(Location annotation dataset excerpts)
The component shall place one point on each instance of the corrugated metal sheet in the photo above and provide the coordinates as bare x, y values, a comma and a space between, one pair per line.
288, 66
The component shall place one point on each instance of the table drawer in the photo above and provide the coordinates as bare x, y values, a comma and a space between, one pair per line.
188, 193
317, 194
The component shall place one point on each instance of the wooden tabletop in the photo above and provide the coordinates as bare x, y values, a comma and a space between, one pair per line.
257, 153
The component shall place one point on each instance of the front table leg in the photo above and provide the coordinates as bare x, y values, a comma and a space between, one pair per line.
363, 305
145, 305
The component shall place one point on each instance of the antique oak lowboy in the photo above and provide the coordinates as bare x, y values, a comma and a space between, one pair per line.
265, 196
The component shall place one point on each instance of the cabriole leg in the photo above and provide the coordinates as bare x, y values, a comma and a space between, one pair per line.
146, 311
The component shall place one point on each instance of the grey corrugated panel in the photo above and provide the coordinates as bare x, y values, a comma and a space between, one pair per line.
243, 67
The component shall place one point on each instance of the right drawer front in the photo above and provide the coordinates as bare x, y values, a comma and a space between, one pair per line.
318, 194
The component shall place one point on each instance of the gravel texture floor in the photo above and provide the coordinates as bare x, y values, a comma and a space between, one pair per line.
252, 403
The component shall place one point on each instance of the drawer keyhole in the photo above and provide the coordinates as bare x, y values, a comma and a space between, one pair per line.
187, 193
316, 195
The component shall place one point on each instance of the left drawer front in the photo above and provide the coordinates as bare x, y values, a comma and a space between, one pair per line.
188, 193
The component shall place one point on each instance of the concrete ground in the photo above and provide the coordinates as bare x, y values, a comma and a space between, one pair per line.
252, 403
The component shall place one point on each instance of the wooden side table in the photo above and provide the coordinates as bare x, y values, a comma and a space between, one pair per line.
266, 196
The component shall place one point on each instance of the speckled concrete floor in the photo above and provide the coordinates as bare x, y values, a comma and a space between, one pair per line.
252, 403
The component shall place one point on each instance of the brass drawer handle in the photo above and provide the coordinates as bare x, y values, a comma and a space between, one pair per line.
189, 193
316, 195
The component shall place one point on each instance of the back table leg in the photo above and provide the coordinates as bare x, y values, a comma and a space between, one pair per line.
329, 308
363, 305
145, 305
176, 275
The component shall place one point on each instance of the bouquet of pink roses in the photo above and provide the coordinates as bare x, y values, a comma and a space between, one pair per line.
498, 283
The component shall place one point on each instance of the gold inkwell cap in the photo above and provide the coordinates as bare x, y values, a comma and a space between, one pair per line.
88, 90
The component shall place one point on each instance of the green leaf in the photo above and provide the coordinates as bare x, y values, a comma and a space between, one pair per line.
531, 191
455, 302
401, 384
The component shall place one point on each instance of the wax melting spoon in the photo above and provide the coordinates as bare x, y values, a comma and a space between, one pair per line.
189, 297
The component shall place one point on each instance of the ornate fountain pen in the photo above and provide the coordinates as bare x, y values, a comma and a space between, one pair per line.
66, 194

- What the task requires -
Restate each entry exactly, skipping none.

- Worked solution -
The component shall place one point on each instance of the corrugated metal sheet in the photo above and provide the coordinates as bare x, y values, a comma and a space between, one pair per line.
288, 66
The component shall place one point on each instance of the table drawer in the photo above and provide the coordinates as bare x, y values, a comma and a space between, one pair per line.
188, 193
317, 194
The component shall place one point on each instance of the wooden tabletop in the photo above and provide the coordinates as bare x, y values, a comma and a space between, one pair per line.
257, 153
The component shall place one point on each instance of the front table leg in the photo above and provide the coordinates as bare x, y values, a comma and a space between, one pair per line.
363, 305
145, 305
The component shall place one point on each instance of the antique oak lowboy in the photo above and provide the coordinates as bare x, y values, a comma and a space between, one pair per line.
265, 196
The component shall place one point on each instance of the cabriole leg in the photo above and provide the coordinates as bare x, y values, a comma and a space between, one pair per line.
146, 311
The component shall place one point on each instance of the grey corrugated panel in the photo above and provide the coordinates as bare x, y values, a comma and a space between, one pair per line.
243, 67
The component shall place one point on each instance of the right drawer front in the photo above and provide the coordinates as bare x, y values, a comma and a space between, one pair per line.
318, 194
The component shall place one point on each instance of the gravel texture floor in the photo above and provide the coordinates as bare x, y values, a comma and a space between, one pair per line.
252, 403
The component shall place one point on each instance of the drawer keyhole in the photo above and provide the coordinates as bare x, y values, a comma and a space between, one pair per line.
187, 193
316, 195
The component shall place one point on each instance of the left drawer front in the photo above and provide the coordinates as bare x, y values, a comma and a space between, one pair per line.
188, 193
The component shall place one point on each instance of the concrete ground in the photo above and provide the coordinates as bare x, y values, a comma and a space between, one pair per line.
252, 403
The component shall place one point on each instance of the wooden side table in the photo above and provide the coordinates as bare x, y values, a comma and a space between, one pair per line.
266, 196
The component shall place one point on each instance of the speckled concrete floor in the photo above and provide the coordinates as bare x, y values, a comma and a space between, one pair per line.
252, 403
The component shall place one point on each instance of the brass drawer handle in the photo above and provide the coordinates as bare x, y values, a comma and a space between, one pair per line.
189, 193
316, 195
The component shall place one point on each instance of the back table leg in the photo above and provide the coordinates as bare x, y values, a comma and a space between, one pair per line.
329, 308
363, 305
145, 305
176, 275
The component shall place one point on each instance of the bouquet of pink roses in the photo above and provide the coordinates as bare x, y values, a comma and a space between, one pair per line.
498, 283
The component shall place one point on each instance of the gold inkwell cap in the photo above and provide the coordinates as bare x, y values, a comma and a space between, one pair per line.
88, 90
The component shall place one point on each instance of the green leaf in the photo above and provide the coordinates as bare x, y values, a comma and a space between, one pair per line.
531, 191
455, 302
401, 384
The component shall place one point on each instance of the wax melting spoon in the photo above and provide the coordinates as bare x, y values, a comma and a space between, one pair per line.
189, 297
The component shall place one point on each instance of the ornate fountain pen in the photo above and provide the coordinates as bare x, y values, a comma and a space between, one pair per line.
66, 194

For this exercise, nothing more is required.